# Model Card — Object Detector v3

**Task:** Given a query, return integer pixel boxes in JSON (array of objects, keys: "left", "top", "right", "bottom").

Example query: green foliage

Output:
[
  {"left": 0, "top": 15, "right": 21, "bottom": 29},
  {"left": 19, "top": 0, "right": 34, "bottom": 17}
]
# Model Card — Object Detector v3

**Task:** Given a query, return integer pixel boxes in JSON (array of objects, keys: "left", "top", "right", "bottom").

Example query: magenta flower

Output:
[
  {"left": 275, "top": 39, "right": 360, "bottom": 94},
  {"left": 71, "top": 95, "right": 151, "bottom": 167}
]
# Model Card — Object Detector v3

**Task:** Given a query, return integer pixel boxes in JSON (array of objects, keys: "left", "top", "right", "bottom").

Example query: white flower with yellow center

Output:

────────

DESCRIPTION OF THE TASK » Set out the complete listing exactly as shown.

EXERCISE SOLUTION »
# Model Card — Object Detector v3

**Task:** Given a query, return integer pixel boxes in JSON (array of objects, keys: "left", "top", "right", "bottom").

Example query: green foliage

Output:
[
  {"left": 0, "top": 15, "right": 21, "bottom": 29},
  {"left": 19, "top": 0, "right": 34, "bottom": 17}
]
# Model Card — Object Detector v3

**Task:** Given a query, return integer pixel boxes in JSON (array of objects, keys: "left", "top", "right", "bottom").

Example query: magenta flower

Output:
[
  {"left": 275, "top": 39, "right": 360, "bottom": 94},
  {"left": 71, "top": 95, "right": 151, "bottom": 167}
]
# Model Card — Object Detector v3

**Task:** Given a query, return integer pixel boxes in JSON (array of objects, keys: "left", "top", "right", "bottom").

Example query: white flower with yellow center

Output:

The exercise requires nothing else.